Task item ->
For every line in the records below that holds "plastic", make a copy.

═══

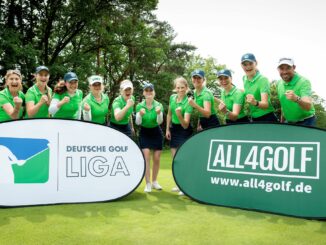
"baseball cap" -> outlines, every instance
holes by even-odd
[[[251,53],[247,53],[247,54],[242,55],[242,57],[241,57],[241,63],[243,63],[245,61],[257,62],[256,61],[256,57],[253,54],[251,54]]]
[[[127,88],[134,88],[134,86],[132,85],[132,82],[130,80],[123,80],[120,83],[120,89],[126,90]]]
[[[46,66],[38,66],[35,69],[35,74],[40,73],[41,71],[50,72],[49,68],[47,68]]]
[[[143,90],[148,89],[148,88],[151,90],[154,90],[154,85],[152,83],[145,83],[143,85]]]
[[[98,75],[93,75],[88,78],[89,85],[93,85],[94,83],[101,83],[103,84],[103,78]]]
[[[71,82],[73,80],[77,80],[78,81],[78,77],[77,77],[76,73],[70,71],[70,72],[67,72],[63,76],[63,80],[65,80],[65,82]]]
[[[205,72],[203,70],[196,69],[191,73],[191,77],[199,76],[201,78],[205,77]]]
[[[279,66],[281,66],[281,65],[294,66],[294,60],[291,59],[291,58],[286,58],[286,57],[281,58],[281,59],[279,59],[279,61],[278,61],[278,65],[277,65],[277,67],[279,67]]]
[[[231,74],[231,71],[230,70],[224,69],[224,70],[218,71],[217,77],[220,77],[220,76],[232,77],[232,74]]]

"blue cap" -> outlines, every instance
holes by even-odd
[[[67,72],[64,75],[63,80],[65,80],[65,82],[71,82],[73,80],[77,80],[78,81],[78,77],[77,77],[76,73],[74,73],[74,72]]]
[[[217,73],[217,77],[221,77],[221,76],[224,76],[224,77],[232,77],[232,74],[231,74],[231,71],[230,70],[224,69],[224,70],[220,70]]]
[[[243,63],[245,61],[257,62],[256,61],[256,57],[253,54],[251,54],[251,53],[242,55],[242,57],[241,57],[241,63]]]
[[[145,83],[143,85],[143,90],[150,88],[151,90],[154,90],[154,85],[152,83]]]
[[[50,72],[49,68],[47,68],[46,66],[38,66],[36,67],[35,74],[40,73],[41,71]]]
[[[205,77],[205,72],[203,70],[194,70],[192,73],[191,73],[191,77],[194,77],[194,76],[199,76],[201,78],[204,78]]]

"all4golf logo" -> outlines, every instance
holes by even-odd
[[[49,141],[0,137],[0,184],[46,183]]]

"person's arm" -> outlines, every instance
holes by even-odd
[[[261,100],[258,101],[255,99],[255,97],[252,94],[247,94],[246,100],[249,104],[256,106],[260,109],[267,109],[268,104],[268,93],[261,93],[260,94]]]
[[[228,111],[228,117],[231,121],[236,121],[241,111],[241,105],[233,104],[232,111]]]
[[[311,109],[312,99],[310,96],[300,97],[293,90],[287,90],[285,96],[288,100],[296,102],[302,110],[309,111]]]
[[[85,121],[92,121],[92,109],[87,102],[83,105],[83,119]]]
[[[158,125],[162,124],[163,122],[163,108],[161,108],[161,106],[157,106],[155,108],[156,111],[156,122]]]
[[[49,106],[49,113],[53,116],[55,115],[58,110],[59,110],[59,107],[58,107],[58,104],[59,104],[59,100],[58,99],[52,99],[51,100],[51,104]]]
[[[179,119],[179,122],[180,122],[181,126],[184,129],[187,129],[189,127],[189,123],[190,123],[190,114],[185,113],[184,117],[183,117],[182,114],[181,114],[181,107],[176,108],[175,112],[177,114],[177,117]]]
[[[135,128],[134,128],[134,122],[132,120],[132,115],[130,115],[130,117],[129,117],[129,122],[130,122],[131,134],[133,136],[135,136],[136,135],[136,131],[135,131]]]
[[[39,102],[35,104],[34,101],[26,102],[26,112],[28,117],[33,117],[41,108],[42,105],[50,103],[47,95],[42,95]]]
[[[309,111],[311,109],[312,106],[312,98],[311,97],[297,97],[297,101],[298,105],[301,107],[301,109],[305,110],[305,111]]]
[[[121,121],[126,115],[129,108],[132,107],[133,105],[134,105],[134,101],[132,99],[129,99],[127,101],[127,104],[122,109],[121,108],[114,109],[115,120]]]
[[[137,125],[141,125],[141,123],[142,123],[142,116],[140,115],[140,112],[137,112],[137,113],[136,113],[136,120],[135,120],[135,123],[136,123]]]
[[[171,108],[169,106],[168,114],[166,115],[166,130],[165,130],[165,137],[168,140],[171,140],[171,132],[170,132],[171,118],[172,118],[172,112],[171,112]]]
[[[62,100],[53,98],[51,100],[51,104],[49,106],[49,113],[53,116],[55,115],[59,109],[61,108],[61,106],[63,106],[64,104],[69,103],[70,98],[69,96],[65,96]]]
[[[13,107],[10,103],[6,103],[2,106],[3,110],[10,116],[11,119],[18,119],[19,110],[23,103],[23,100],[19,97],[14,97],[15,106]]]
[[[199,106],[192,98],[188,99],[188,103],[204,117],[209,118],[211,116],[211,102],[204,101],[204,108]]]

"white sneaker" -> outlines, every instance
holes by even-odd
[[[176,186],[176,187],[173,187],[171,191],[172,191],[172,192],[179,192],[180,189]]]
[[[179,195],[179,196],[184,196],[184,194],[183,194],[182,191],[179,191],[178,195]]]
[[[151,183],[149,183],[149,182],[146,183],[144,192],[152,192],[152,185],[151,185]]]
[[[154,181],[152,183],[152,188],[156,189],[156,190],[162,190],[162,186],[160,186],[160,184],[157,181]]]

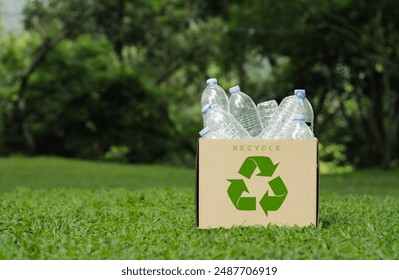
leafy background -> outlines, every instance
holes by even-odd
[[[394,1],[28,1],[0,28],[0,155],[193,166],[208,77],[306,88],[326,172],[398,164]]]

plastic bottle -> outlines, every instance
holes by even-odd
[[[285,97],[276,112],[270,117],[269,125],[259,134],[260,139],[286,139],[287,129],[295,115],[304,115],[303,100],[305,93],[295,91],[294,95]]]
[[[240,91],[239,86],[234,86],[229,91],[231,93],[229,99],[230,113],[252,137],[258,136],[262,132],[262,125],[255,103],[251,97]]]
[[[212,104],[214,106],[220,106],[223,110],[228,111],[228,97],[226,92],[218,85],[218,81],[215,78],[206,80],[206,88],[202,92],[201,106],[204,107],[206,104]]]
[[[250,135],[244,127],[226,110],[207,104],[202,107],[204,126],[209,127],[220,139],[248,139]]]
[[[206,138],[206,139],[219,139],[220,137],[216,134],[211,132],[209,127],[204,127],[200,132],[199,135],[201,138]]]
[[[305,115],[295,115],[287,130],[287,139],[313,139],[314,135],[305,123]]]
[[[303,100],[303,106],[305,107],[305,123],[309,126],[310,130],[313,131],[314,126],[314,113],[312,105],[309,100],[306,98],[306,91],[304,89],[296,89],[294,90],[294,94],[298,91],[303,91],[305,94],[305,99]]]
[[[262,124],[262,128],[266,128],[269,124],[270,117],[276,112],[278,104],[276,100],[269,100],[256,105],[259,119]]]

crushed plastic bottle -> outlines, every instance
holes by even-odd
[[[226,110],[207,104],[202,107],[204,126],[209,127],[220,139],[248,139],[249,133]]]
[[[206,88],[202,92],[201,107],[206,104],[211,104],[214,107],[220,106],[223,110],[228,111],[228,97],[226,92],[218,85],[215,78],[210,78],[206,81]]]
[[[239,86],[229,89],[229,111],[236,120],[252,136],[258,136],[262,132],[262,125],[254,101],[244,92],[240,91]]]
[[[304,115],[303,91],[285,97],[276,112],[270,117],[269,125],[259,134],[260,139],[286,139],[287,129],[295,115]]]
[[[269,100],[256,105],[259,119],[262,124],[262,129],[266,128],[269,124],[270,117],[276,112],[278,104],[276,100]]]

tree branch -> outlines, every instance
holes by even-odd
[[[69,37],[74,32],[80,18],[84,14],[84,11],[85,7],[82,6],[75,19],[64,25],[62,31],[53,39],[47,36],[46,32],[40,25],[39,20],[34,18],[34,26],[41,34],[42,43],[28,68],[19,76],[19,89],[17,92],[18,98],[15,105],[15,109],[17,110],[17,115],[19,117],[22,137],[26,145],[26,153],[28,154],[33,153],[36,147],[34,136],[30,131],[29,124],[26,119],[26,90],[28,88],[29,80],[39,65],[46,59],[51,50],[53,50],[59,43],[61,43],[65,38]]]

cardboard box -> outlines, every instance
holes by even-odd
[[[318,224],[318,141],[199,139],[197,227]]]

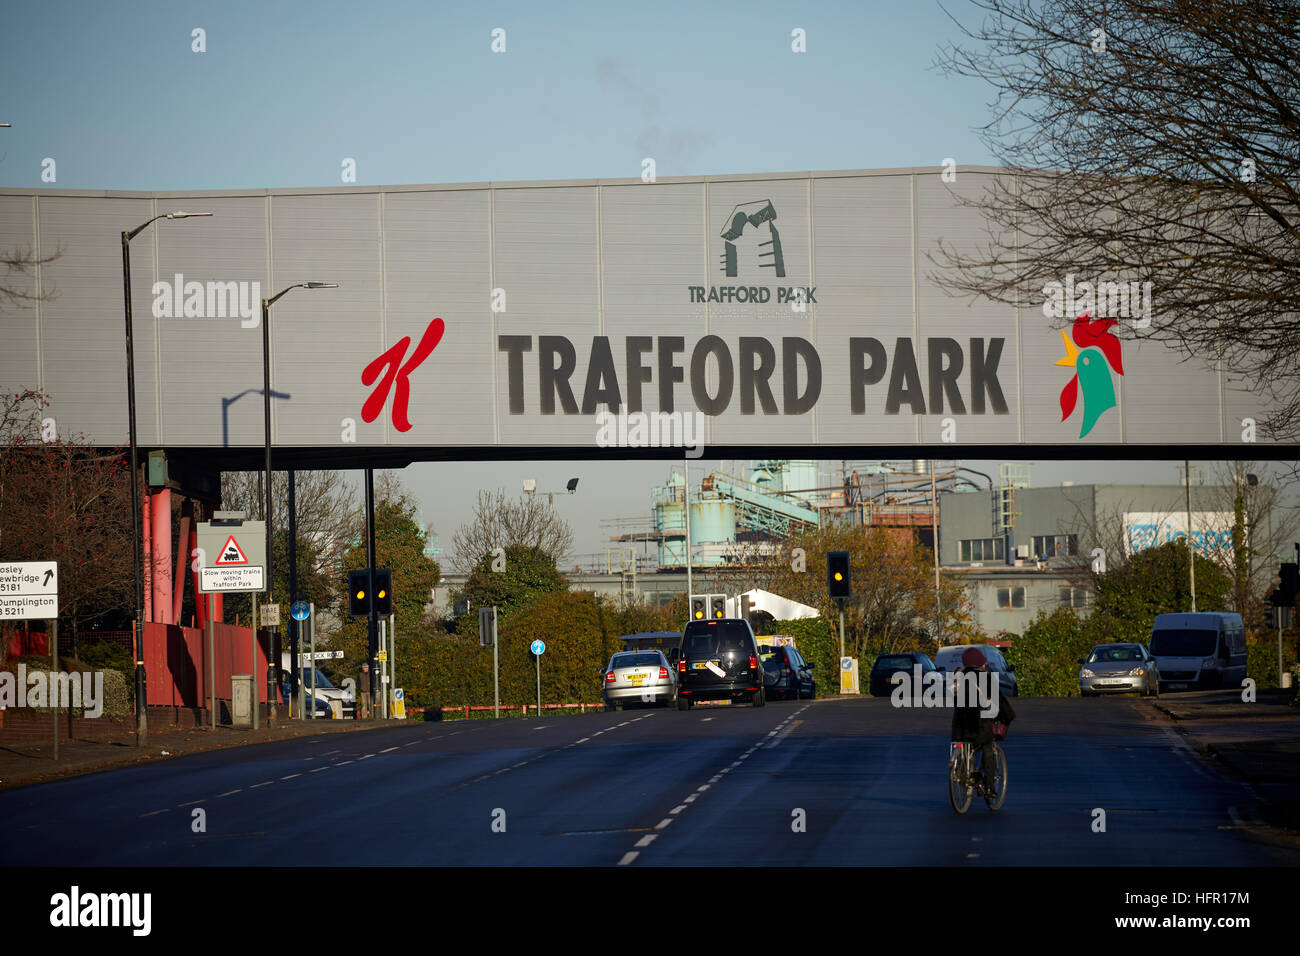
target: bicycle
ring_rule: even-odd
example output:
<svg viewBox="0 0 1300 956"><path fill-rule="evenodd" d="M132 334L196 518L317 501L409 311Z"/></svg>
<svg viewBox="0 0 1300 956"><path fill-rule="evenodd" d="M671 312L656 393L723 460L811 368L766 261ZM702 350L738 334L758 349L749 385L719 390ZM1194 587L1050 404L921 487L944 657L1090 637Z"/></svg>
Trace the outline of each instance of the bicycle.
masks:
<svg viewBox="0 0 1300 956"><path fill-rule="evenodd" d="M993 744L993 791L984 789L980 769L980 749L975 744L953 741L948 745L948 799L958 813L970 809L971 798L978 793L990 810L997 810L1007 797L1007 755Z"/></svg>

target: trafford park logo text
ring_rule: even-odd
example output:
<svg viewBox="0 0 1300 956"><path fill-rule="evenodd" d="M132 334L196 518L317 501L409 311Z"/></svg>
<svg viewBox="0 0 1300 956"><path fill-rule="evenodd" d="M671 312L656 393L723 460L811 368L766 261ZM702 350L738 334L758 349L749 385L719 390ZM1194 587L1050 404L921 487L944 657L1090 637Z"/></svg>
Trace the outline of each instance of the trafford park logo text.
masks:
<svg viewBox="0 0 1300 956"><path fill-rule="evenodd" d="M186 282L178 272L175 281L155 282L150 291L155 319L241 319L245 329L262 321L260 282Z"/></svg>
<svg viewBox="0 0 1300 956"><path fill-rule="evenodd" d="M27 665L19 664L17 675L0 671L0 710L9 707L85 708L85 716L99 717L104 713L104 672L29 674Z"/></svg>

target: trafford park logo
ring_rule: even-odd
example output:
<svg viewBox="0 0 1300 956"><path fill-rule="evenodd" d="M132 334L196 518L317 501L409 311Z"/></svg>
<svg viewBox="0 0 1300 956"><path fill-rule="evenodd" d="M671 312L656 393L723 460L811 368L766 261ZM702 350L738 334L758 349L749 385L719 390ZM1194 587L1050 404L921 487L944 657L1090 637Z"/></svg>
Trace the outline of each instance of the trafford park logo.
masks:
<svg viewBox="0 0 1300 956"><path fill-rule="evenodd" d="M757 199L736 206L723 222L720 235L722 254L718 265L727 278L738 278L742 271L752 274L754 266L760 270L771 269L778 279L786 277L785 253L781 250L781 233L776 228L776 207L772 200ZM746 263L744 269L742 260ZM696 304L753 306L766 305L775 299L778 305L786 305L792 312L807 312L809 305L817 304L815 286L783 283L776 287L775 296L772 288L765 285L692 285L686 289L690 301Z"/></svg>
<svg viewBox="0 0 1300 956"><path fill-rule="evenodd" d="M1082 398L1080 438L1092 431L1102 413L1116 404L1115 381L1111 372L1124 374L1124 356L1119 339L1109 331L1112 325L1119 323L1114 319L1091 319L1090 315L1085 312L1075 319L1068 335L1065 329L1061 329L1065 357L1055 363L1074 369L1074 375L1061 389L1061 421L1074 414L1075 406Z"/></svg>
<svg viewBox="0 0 1300 956"><path fill-rule="evenodd" d="M411 337L404 335L396 345L365 367L361 372L361 384L367 387L376 381L379 384L361 406L363 421L373 422L378 418L384 410L384 403L388 401L388 393L393 392L393 427L399 432L411 430L411 420L406 415L411 402L411 383L407 381L407 376L419 368L420 363L437 348L446 328L442 319L434 319L420 336L420 344L415 347L409 359L406 359L406 350L411 347ZM403 359L406 361L403 362Z"/></svg>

═══

Exercise result ->
plastic bottle -> outlines, every instance
crushed plastic bottle -> outlines, every instance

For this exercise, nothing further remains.